-------- SUPPLIED MATERIAL

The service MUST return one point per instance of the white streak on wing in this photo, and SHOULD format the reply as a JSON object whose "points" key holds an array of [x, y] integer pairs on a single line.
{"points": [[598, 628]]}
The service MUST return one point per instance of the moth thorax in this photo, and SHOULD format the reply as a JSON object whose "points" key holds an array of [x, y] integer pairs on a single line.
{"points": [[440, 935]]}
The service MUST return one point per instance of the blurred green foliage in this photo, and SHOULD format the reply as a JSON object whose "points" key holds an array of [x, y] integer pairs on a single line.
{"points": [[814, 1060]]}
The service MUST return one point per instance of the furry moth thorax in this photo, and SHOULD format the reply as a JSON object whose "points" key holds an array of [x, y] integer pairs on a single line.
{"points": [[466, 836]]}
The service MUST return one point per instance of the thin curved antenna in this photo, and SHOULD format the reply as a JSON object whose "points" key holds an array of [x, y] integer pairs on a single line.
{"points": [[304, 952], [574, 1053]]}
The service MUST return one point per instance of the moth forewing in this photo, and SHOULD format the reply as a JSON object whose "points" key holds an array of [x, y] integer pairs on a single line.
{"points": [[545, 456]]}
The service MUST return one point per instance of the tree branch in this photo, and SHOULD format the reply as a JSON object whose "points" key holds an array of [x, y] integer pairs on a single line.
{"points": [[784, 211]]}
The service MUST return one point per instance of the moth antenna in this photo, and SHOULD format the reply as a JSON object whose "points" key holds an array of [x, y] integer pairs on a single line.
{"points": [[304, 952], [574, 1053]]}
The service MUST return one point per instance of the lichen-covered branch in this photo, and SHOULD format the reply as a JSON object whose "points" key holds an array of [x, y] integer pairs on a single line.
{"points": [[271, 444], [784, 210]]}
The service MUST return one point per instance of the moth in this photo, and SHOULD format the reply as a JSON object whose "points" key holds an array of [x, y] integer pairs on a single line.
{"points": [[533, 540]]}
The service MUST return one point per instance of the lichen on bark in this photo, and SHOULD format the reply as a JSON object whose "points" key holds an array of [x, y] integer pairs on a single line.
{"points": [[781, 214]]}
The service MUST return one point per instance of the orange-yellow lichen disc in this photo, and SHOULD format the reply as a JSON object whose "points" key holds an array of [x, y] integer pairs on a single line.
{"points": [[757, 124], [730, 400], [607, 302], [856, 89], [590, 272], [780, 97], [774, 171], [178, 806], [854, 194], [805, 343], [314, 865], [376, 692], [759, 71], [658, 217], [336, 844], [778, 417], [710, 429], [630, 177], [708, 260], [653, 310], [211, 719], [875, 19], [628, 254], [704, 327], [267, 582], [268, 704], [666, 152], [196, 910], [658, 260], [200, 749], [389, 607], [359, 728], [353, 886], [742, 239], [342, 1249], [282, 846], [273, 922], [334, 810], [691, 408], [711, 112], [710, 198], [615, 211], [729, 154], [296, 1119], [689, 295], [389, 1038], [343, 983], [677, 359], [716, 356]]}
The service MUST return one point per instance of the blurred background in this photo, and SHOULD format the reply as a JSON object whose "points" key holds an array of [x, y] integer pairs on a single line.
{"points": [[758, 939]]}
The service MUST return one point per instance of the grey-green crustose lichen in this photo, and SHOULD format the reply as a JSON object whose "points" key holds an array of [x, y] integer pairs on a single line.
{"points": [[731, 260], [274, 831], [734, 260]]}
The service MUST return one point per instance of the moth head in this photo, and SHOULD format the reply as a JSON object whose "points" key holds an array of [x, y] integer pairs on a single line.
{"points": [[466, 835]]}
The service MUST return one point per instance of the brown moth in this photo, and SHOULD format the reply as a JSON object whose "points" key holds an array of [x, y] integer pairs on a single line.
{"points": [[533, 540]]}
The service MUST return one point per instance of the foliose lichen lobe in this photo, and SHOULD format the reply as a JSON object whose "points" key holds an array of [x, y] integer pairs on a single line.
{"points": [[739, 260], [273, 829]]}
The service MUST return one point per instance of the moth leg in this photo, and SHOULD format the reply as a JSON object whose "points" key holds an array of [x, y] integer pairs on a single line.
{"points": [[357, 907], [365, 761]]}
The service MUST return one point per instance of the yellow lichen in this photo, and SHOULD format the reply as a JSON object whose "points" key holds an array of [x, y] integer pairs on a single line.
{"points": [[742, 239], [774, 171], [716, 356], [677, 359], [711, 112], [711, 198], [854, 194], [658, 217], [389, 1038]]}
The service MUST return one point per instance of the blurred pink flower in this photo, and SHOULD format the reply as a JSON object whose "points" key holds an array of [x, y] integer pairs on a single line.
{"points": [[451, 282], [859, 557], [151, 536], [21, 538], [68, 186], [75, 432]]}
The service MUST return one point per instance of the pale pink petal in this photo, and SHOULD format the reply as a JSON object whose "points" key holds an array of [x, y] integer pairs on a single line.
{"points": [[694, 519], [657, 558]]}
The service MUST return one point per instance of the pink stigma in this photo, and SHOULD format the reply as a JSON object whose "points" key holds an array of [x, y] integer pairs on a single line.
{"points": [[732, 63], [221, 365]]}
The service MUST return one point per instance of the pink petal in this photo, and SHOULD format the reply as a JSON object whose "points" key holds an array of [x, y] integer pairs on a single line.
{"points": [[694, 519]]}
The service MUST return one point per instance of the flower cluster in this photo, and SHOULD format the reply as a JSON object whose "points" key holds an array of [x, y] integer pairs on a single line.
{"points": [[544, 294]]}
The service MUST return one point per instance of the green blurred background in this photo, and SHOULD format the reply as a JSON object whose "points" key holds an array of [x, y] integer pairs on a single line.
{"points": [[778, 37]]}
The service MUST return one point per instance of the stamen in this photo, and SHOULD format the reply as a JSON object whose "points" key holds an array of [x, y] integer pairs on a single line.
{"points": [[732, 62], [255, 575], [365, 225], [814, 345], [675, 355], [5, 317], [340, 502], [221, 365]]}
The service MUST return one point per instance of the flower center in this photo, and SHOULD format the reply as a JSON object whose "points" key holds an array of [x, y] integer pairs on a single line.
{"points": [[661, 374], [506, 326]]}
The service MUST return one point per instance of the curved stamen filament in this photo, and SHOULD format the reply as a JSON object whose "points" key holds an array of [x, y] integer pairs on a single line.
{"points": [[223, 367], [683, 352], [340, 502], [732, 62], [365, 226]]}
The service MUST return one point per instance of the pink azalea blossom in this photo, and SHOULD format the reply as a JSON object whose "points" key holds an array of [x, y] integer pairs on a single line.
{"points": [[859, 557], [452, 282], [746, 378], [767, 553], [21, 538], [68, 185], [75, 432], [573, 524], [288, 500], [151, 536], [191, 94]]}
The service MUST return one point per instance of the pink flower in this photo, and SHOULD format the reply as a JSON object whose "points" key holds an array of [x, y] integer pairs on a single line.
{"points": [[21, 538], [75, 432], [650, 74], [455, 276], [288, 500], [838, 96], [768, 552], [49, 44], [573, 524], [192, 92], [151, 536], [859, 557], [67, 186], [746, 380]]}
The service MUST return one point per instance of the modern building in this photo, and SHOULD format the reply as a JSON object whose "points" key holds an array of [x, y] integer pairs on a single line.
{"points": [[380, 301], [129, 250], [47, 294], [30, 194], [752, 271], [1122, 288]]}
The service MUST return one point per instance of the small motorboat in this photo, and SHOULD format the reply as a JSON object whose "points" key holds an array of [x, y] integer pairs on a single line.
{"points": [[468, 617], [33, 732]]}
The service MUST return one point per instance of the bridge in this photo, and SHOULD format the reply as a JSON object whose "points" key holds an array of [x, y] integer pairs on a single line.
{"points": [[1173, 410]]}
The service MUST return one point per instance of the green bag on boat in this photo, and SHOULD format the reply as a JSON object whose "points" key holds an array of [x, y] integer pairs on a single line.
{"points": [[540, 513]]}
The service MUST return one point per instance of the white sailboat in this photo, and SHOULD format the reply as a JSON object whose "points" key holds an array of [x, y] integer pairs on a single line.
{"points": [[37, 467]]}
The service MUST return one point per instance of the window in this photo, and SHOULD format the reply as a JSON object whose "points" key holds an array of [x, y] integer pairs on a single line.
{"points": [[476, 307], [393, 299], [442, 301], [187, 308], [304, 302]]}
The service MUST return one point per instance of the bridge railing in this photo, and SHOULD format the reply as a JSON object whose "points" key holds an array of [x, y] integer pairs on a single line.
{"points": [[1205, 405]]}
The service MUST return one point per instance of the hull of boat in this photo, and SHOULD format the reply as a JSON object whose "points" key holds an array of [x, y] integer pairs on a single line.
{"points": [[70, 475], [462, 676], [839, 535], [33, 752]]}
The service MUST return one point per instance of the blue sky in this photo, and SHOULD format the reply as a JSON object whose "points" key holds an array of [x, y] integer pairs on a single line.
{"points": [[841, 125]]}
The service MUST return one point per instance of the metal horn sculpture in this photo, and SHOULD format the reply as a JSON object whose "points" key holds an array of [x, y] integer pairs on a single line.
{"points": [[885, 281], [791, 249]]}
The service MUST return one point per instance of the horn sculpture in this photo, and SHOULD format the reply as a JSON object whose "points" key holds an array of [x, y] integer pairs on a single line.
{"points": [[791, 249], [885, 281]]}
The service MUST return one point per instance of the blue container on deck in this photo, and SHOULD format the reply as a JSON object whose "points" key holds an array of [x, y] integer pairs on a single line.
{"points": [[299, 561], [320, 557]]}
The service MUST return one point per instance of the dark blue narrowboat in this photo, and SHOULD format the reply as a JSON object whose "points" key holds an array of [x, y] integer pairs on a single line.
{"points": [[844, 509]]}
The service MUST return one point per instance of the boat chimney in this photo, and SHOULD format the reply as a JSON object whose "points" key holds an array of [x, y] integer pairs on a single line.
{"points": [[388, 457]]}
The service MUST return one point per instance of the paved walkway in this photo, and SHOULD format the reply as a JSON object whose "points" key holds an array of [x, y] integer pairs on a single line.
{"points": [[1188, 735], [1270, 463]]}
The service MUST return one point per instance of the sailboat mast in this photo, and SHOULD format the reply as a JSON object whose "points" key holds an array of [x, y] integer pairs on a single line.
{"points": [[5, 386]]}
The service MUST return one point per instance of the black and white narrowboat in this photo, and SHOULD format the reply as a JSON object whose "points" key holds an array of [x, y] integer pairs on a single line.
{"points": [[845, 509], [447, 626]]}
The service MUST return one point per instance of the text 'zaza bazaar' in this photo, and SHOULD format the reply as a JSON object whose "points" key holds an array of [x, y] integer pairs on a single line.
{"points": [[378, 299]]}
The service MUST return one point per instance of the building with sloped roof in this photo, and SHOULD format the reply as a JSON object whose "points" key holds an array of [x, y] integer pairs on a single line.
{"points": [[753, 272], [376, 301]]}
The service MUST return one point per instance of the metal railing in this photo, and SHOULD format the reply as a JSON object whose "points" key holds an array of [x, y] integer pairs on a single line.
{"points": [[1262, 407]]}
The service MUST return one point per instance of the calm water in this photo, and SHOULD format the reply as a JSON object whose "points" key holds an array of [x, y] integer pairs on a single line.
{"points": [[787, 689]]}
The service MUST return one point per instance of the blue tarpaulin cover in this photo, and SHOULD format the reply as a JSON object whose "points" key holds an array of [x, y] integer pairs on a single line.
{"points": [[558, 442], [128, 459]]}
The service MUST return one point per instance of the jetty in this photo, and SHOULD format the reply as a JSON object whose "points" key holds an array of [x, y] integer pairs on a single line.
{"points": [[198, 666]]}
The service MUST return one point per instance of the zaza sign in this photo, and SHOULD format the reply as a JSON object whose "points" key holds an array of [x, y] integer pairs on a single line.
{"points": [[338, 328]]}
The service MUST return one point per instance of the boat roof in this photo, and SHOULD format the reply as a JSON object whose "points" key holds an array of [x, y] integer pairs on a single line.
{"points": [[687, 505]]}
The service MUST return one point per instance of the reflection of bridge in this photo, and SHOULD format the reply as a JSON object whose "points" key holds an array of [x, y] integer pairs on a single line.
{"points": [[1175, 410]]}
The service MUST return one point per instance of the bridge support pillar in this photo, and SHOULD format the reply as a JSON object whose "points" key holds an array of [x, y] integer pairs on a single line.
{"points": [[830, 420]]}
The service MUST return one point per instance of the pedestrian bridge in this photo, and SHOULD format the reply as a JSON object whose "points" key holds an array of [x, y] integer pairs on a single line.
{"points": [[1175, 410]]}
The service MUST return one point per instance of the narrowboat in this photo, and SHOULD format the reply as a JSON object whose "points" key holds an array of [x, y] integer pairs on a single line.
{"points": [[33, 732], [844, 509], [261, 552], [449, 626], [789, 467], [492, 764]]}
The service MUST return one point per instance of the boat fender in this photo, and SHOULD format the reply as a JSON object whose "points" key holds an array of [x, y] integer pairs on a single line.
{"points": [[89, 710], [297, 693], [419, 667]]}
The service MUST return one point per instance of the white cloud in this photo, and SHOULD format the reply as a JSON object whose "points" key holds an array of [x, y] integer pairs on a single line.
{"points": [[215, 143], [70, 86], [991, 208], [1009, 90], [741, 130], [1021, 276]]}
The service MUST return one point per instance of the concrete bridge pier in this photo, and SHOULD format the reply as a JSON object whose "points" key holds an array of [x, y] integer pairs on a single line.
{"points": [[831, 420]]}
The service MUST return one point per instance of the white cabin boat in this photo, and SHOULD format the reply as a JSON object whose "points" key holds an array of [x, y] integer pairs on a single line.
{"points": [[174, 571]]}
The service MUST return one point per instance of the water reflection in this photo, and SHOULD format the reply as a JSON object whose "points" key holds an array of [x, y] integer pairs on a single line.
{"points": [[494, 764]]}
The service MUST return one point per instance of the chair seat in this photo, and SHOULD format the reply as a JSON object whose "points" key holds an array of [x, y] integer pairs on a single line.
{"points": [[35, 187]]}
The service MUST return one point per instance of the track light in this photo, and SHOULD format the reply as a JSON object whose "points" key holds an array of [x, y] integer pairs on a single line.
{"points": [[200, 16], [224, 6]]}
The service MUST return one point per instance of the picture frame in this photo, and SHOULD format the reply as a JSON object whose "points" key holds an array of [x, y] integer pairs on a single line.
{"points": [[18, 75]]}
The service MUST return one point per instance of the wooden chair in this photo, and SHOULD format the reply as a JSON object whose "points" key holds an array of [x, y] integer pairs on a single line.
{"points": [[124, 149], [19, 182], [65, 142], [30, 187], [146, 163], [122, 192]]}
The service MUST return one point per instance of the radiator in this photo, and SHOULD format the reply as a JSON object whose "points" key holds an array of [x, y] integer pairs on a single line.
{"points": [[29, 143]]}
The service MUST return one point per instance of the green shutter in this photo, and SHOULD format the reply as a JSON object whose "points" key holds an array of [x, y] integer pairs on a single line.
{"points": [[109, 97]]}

----------------

* TASK INSTRUCTIONS *
Would you give again, word for word, every line from the one with "The service MUST return one point per instance of the concrete" through the final line of the listing above?

* EXERCISE SOLUTION *
The service MUST return one point per instance of the concrete bridge pier in this photo, and SHOULD format the reply as a JSON object whose "points" key holds an array of [x, y] integer pairs on a single line.
{"points": [[831, 420]]}
The service MUST return one point per instance of the white cabin boat in this photo, and SHOULD format the reply as a JSON object whose "points" key holds an array of [x, y] integer pairs on a single line.
{"points": [[174, 571]]}
The service MUST return one point per instance of the water reflection in this photo, and SHOULD format the reply as a JSON object whose "points" key holds an array of [x, y] integer pairs on a single line.
{"points": [[494, 764]]}
The service MUST return one point per instance of the chair seat in this photo, and SHOULD format the reply as a JSON object whose "points" key holds an array of [x, y] integer pairs on a single line.
{"points": [[35, 187]]}
The service MUST return one point per instance of the track light in this photo, and SHOULD format the reply as a JSON object whose "points" key holds an array of [x, y] integer pairs on a single line.
{"points": [[200, 16], [224, 6]]}
The service MUST return one point per instance of the picture frame in this photo, and SHOULD format the reply as a JSON object whose "points" key holds an array of [x, y] integer pairs on a single line.
{"points": [[18, 75]]}
The service MUST return one point per instance of the wooden chair in this photo, and SHOULD format the reply as a JSON object whose "points" key holds an array of [x, y] integer pairs on a single line.
{"points": [[124, 149], [19, 182], [65, 142], [30, 187], [146, 163], [122, 192]]}
The service MUST return one point per instance of the radiator in this photo, and SHOULD format the reply as a JSON object whose "points" key holds an array of [x, y] integer pairs on a single line.
{"points": [[29, 143]]}
The service MUST return one point per instance of the green shutter in this photo, and SHOULD format the reply as a JSON object whose "points" key holds an array of [x, y] integer pairs on a single line.
{"points": [[109, 97]]}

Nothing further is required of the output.